• **Aim of the exercise**
Take the line containing "Can you find the driveway" and every line after it in the data below, and print them exactly as given, with nothing else.

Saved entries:

:::::

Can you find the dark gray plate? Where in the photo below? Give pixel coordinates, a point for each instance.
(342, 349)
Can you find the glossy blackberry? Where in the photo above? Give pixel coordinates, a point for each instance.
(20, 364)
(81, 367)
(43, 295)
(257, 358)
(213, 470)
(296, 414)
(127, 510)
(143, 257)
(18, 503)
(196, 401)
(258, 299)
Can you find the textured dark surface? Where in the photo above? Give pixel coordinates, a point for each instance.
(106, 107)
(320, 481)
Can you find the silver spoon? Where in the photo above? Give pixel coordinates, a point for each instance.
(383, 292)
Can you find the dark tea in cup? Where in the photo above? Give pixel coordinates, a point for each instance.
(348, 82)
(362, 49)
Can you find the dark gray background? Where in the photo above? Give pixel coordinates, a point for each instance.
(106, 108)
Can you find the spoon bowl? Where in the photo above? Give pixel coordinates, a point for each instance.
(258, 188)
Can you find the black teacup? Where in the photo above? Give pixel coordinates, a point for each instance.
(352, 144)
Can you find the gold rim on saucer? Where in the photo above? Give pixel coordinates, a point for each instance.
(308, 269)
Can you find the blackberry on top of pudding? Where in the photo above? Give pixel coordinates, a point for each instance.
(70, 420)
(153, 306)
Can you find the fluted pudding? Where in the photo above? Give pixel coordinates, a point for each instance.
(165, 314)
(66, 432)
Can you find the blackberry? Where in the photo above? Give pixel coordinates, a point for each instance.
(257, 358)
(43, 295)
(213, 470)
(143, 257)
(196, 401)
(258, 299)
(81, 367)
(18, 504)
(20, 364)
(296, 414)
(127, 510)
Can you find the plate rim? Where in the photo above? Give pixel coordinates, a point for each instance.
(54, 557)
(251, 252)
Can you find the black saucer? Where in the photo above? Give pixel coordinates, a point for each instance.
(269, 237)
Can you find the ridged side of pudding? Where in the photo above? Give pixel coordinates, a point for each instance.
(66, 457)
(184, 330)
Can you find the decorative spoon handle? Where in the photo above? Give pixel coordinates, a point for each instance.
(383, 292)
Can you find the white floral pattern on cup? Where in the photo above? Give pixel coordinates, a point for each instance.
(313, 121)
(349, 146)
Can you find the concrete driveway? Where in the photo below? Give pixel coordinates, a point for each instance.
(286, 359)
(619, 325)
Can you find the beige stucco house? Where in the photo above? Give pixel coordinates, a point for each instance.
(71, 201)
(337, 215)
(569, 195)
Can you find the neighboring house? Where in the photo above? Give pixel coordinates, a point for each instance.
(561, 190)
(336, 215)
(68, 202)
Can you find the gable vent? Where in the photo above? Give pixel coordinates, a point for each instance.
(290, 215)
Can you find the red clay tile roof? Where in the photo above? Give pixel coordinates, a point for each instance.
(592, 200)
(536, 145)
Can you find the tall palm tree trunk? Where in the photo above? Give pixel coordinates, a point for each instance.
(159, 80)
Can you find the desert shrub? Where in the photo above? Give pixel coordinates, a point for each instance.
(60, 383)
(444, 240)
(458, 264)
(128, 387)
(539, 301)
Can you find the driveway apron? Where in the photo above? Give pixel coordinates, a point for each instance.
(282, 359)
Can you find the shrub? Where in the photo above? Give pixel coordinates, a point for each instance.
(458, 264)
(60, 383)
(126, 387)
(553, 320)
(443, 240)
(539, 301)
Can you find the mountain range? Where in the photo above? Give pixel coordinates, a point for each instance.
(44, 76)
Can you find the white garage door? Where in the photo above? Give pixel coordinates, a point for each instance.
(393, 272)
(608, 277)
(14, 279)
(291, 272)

:::::

• **Result of the exercise**
Can you find the driveway apron? Where in the photo above? Give pixel coordinates, a point for each instance.
(282, 359)
Can you find the shrub? Where in the photo above? Give pixel coordinates, a point for each instance.
(458, 264)
(60, 383)
(126, 387)
(553, 320)
(443, 240)
(539, 301)
Can you find the mountain range? Where in the photo above? Give pixel coordinates, a point for each instance.
(44, 76)
Can you find the white garage door? Where in the photo above? Give pixel coordinates, a point for each instance.
(393, 272)
(608, 277)
(14, 279)
(291, 272)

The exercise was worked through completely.